Reputation: 111
Input:
here's the data:
d = {'Morning': ["Didn't answer", "Didn't answer", "Didn't answer", 'Morning', "Didn't answer"], 'Afternoon': ["Didn't answer", 'Afternoon', "Didn't answer", 'Afternoon', "Didn't answer"], 'Night': ["Didn't answer", 'Night', "Didn't answer", 'Night', 'Night'], 'Sporadic': ["Didn't answer", "Didn't answer", 'Sporadic', "Didn't answer", "Didn't answer"], 'Constant': ["Didn't answer", "Didn't answer", "Didn't answer", 'Constant', "Didn't answer"]}
Morning Afternoon Night Sporadic Constant
0 Didn't answer Didn't answer Didn't answer Didn't answer Didn't answer
1 Didn't answer Afternoon Night Didn't answer Didn't answer
2 Didn't answer Didn't answer Didn't answer Sporadic Didn't answer
3 Morning Afternoon Night Didn't answer Constant
4 Didn't answer Didn't answer Night Didn't answer Didn't answer
I want the output to be:
d = {"Time of the day": ["Didn't answer", "['Afternoon', 'Night']", "Sporadic", "['Morning', 'Afternoon', 'Night', 'Constant']", "Night"]}
Time of the day
0 Didn't answer
1 ['Afternoon', 'Night']
2 Sporadic
3 ['Morning', 'Afternoon', 'Night', 'Constant']
4 Night
so if there's no answer in every column in a row, the value in the new data frame would be "Didn't answer" and if there's at least one answer like "night", the value in the new data frame would be "night" and if there are multiple answers like " Morning", "Night" the value in the new data frame would be a list of the answers
Upvotes: 1
Views: 198
Reputation: 7769
You can use pd.apply
to get the data in the format you expect :
def get_values(row):
row_set = set(row.values)
if len(row_set) == 1:
return (list(row_set)[0])

════════

Written problem: Which pandas function does the reply in the forum thread suggest using? Rely only on the forum thread above.

Data shown:
════════

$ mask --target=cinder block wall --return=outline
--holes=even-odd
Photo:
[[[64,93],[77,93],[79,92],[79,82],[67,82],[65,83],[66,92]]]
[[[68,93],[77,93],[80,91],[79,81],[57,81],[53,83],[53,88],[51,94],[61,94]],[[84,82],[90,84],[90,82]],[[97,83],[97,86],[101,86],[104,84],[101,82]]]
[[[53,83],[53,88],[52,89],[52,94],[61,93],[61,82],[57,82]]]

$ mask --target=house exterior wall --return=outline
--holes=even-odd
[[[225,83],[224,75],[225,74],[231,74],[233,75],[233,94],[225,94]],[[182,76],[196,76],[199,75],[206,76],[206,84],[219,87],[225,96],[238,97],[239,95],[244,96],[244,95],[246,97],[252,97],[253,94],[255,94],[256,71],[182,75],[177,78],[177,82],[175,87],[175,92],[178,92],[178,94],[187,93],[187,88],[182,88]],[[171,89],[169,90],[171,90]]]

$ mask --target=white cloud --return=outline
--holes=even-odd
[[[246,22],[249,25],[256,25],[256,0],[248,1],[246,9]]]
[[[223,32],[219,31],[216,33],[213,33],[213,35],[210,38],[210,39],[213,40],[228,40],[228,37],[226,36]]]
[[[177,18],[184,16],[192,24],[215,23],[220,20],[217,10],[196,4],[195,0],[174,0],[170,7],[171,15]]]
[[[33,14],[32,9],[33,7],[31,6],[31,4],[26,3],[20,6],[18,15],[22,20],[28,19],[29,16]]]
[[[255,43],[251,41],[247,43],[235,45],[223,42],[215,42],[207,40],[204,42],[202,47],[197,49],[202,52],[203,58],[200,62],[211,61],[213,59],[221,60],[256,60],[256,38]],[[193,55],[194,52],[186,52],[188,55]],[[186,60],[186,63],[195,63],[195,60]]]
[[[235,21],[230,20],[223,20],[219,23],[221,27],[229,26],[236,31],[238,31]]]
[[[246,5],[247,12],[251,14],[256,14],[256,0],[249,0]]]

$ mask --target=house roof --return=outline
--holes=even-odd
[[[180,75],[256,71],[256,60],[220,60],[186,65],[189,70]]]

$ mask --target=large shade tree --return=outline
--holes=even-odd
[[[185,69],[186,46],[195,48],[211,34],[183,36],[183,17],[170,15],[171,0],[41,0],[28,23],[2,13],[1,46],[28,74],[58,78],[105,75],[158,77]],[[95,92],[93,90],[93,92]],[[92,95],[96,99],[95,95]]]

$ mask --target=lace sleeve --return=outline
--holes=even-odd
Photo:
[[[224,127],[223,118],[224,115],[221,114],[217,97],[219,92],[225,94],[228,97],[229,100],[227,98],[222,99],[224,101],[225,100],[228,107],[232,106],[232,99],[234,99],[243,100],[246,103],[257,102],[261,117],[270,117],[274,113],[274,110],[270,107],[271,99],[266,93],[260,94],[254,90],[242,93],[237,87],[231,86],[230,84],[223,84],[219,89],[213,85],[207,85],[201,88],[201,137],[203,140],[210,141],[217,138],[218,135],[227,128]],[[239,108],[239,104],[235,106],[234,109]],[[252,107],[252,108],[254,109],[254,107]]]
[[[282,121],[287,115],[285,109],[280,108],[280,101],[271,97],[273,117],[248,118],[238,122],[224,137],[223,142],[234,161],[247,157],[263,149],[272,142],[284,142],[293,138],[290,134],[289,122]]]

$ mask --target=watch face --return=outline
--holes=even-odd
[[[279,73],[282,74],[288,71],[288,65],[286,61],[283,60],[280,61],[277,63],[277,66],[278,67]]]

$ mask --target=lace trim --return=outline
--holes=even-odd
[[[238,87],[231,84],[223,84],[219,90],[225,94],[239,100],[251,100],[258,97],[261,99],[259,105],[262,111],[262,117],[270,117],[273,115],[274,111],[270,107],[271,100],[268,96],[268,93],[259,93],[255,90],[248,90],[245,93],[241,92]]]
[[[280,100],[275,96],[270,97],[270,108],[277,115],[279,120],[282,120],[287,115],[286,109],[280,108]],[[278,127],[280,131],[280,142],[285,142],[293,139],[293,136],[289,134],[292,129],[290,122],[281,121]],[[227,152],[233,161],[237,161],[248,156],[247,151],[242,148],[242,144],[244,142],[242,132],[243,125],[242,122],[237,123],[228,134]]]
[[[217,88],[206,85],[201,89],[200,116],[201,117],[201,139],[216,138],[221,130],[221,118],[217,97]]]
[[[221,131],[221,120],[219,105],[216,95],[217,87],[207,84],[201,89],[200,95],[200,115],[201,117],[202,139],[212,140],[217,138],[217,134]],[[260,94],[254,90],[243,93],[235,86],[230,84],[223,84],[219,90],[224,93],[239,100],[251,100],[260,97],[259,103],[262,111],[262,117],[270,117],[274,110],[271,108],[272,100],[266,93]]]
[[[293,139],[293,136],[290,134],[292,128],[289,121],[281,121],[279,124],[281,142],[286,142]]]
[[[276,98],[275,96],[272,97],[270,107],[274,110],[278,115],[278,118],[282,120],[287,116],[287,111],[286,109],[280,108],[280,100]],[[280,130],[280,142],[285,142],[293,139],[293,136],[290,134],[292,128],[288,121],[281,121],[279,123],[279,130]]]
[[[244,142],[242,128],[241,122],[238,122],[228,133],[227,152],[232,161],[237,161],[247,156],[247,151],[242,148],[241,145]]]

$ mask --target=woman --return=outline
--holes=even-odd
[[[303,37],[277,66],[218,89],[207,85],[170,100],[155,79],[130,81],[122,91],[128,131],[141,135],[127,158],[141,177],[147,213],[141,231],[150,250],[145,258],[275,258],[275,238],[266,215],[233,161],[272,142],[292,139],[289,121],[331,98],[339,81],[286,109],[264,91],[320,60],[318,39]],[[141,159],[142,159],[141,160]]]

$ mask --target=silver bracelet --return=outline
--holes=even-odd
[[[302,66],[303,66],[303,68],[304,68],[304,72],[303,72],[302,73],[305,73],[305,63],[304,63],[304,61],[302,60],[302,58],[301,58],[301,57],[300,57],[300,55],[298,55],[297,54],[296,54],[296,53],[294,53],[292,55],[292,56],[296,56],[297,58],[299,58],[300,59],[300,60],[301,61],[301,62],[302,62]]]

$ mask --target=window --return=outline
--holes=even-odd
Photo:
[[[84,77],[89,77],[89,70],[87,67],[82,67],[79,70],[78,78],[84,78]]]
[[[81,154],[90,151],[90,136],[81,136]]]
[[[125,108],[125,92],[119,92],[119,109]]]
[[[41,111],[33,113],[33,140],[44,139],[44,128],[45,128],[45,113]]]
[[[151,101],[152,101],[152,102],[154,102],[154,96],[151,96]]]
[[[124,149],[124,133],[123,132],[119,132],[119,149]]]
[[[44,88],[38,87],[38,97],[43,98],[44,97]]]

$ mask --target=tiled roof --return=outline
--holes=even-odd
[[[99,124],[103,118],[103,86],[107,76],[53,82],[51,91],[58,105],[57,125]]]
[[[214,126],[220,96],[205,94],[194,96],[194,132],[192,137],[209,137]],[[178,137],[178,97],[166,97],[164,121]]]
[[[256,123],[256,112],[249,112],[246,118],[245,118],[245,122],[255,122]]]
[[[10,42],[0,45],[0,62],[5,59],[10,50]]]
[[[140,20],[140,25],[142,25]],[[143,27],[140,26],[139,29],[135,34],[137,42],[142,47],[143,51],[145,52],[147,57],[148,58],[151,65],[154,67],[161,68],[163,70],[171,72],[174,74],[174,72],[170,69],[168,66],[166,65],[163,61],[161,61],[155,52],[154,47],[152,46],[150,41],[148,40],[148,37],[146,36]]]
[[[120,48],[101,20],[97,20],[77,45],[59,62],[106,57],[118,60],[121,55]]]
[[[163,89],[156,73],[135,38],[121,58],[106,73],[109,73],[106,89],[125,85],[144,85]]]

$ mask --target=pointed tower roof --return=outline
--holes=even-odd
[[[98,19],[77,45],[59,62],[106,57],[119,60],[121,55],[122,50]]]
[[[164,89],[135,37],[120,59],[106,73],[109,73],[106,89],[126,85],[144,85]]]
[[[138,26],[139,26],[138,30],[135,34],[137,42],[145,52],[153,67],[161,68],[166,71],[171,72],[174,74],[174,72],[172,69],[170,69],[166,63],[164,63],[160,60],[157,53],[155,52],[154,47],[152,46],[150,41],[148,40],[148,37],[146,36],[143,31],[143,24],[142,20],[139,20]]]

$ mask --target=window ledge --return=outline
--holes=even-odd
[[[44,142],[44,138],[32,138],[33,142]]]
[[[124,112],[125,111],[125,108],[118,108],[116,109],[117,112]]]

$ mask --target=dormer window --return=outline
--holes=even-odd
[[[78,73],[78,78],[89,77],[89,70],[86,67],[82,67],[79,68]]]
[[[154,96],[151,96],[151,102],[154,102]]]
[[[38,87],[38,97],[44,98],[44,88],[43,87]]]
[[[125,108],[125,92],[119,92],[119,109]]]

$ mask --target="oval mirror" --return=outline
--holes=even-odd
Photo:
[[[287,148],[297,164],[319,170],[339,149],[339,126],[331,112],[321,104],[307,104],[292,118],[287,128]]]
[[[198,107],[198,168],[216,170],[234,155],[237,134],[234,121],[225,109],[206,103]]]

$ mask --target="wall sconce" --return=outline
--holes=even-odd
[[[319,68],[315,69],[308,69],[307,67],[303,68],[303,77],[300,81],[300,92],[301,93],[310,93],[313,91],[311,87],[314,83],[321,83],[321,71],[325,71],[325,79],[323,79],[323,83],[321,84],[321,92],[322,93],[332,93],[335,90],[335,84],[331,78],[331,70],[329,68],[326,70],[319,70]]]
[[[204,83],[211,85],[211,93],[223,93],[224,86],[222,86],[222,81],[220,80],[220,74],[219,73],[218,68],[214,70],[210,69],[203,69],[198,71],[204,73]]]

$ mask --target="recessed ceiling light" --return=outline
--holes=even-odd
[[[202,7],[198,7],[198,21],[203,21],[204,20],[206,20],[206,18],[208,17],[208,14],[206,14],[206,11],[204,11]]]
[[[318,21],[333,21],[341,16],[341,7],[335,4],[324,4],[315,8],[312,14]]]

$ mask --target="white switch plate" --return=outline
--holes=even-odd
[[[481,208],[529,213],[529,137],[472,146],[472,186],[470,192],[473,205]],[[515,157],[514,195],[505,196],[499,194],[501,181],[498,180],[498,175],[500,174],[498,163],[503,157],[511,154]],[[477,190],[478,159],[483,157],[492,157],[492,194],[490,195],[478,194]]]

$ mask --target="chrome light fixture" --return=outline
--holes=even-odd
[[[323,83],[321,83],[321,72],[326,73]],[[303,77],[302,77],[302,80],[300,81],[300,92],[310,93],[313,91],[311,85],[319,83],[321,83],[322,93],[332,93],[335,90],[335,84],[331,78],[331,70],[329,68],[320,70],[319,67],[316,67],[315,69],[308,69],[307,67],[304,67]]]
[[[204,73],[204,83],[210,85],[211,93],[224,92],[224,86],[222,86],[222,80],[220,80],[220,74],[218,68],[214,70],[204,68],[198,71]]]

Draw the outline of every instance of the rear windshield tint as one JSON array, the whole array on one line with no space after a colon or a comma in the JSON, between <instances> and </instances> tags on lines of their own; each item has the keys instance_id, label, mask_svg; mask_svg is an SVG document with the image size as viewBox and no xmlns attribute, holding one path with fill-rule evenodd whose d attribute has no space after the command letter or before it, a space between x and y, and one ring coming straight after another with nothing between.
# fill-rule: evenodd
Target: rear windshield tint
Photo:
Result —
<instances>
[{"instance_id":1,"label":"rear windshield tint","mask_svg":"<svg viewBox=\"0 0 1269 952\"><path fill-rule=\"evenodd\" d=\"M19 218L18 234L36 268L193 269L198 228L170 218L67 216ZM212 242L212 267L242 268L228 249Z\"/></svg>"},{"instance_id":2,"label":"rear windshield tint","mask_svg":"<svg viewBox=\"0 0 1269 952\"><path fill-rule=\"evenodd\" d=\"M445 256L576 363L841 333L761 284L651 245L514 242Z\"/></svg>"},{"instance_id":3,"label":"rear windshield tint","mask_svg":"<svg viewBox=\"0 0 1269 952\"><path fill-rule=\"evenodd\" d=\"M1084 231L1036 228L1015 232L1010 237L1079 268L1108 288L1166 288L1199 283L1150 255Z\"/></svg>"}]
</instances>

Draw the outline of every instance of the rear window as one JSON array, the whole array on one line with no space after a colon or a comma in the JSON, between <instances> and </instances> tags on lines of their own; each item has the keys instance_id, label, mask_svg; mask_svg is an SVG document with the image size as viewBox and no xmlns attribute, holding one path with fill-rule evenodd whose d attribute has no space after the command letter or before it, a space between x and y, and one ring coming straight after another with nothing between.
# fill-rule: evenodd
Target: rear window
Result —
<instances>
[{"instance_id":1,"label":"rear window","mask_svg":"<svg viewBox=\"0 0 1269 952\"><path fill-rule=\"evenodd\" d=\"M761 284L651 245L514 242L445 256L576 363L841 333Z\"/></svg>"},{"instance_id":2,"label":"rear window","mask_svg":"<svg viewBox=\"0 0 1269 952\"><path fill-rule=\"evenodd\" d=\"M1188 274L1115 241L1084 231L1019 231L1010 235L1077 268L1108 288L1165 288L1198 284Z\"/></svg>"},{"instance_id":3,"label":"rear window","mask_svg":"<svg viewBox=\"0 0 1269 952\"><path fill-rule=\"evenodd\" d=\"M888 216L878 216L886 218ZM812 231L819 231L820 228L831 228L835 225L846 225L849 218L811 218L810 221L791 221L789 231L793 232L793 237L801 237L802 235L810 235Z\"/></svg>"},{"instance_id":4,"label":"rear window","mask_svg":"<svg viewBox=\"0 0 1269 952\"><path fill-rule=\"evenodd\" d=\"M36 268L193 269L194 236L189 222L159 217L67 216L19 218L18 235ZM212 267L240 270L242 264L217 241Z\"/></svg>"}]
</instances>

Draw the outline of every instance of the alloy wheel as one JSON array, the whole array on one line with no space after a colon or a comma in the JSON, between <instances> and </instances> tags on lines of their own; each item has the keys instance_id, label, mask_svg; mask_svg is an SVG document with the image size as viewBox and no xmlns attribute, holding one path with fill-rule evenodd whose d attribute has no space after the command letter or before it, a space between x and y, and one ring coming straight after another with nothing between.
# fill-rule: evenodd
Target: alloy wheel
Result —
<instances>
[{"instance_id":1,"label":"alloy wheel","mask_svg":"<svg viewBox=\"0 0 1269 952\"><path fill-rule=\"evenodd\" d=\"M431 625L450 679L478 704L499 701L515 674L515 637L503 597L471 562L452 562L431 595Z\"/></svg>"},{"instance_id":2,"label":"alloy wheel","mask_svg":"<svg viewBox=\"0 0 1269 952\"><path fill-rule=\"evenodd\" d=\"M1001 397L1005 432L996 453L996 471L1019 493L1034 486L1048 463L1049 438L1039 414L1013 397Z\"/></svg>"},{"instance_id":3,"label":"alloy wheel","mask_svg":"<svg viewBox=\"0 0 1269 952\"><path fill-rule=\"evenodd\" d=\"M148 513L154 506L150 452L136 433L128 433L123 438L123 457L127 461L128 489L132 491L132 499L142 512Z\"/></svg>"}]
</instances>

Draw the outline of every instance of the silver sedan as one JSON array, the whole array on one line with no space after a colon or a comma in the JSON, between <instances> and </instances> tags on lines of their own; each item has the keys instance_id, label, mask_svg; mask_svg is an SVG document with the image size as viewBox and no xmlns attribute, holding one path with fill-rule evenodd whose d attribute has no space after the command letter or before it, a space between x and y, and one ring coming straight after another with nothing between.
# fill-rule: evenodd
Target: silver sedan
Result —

════════

Response to the task: pd.apply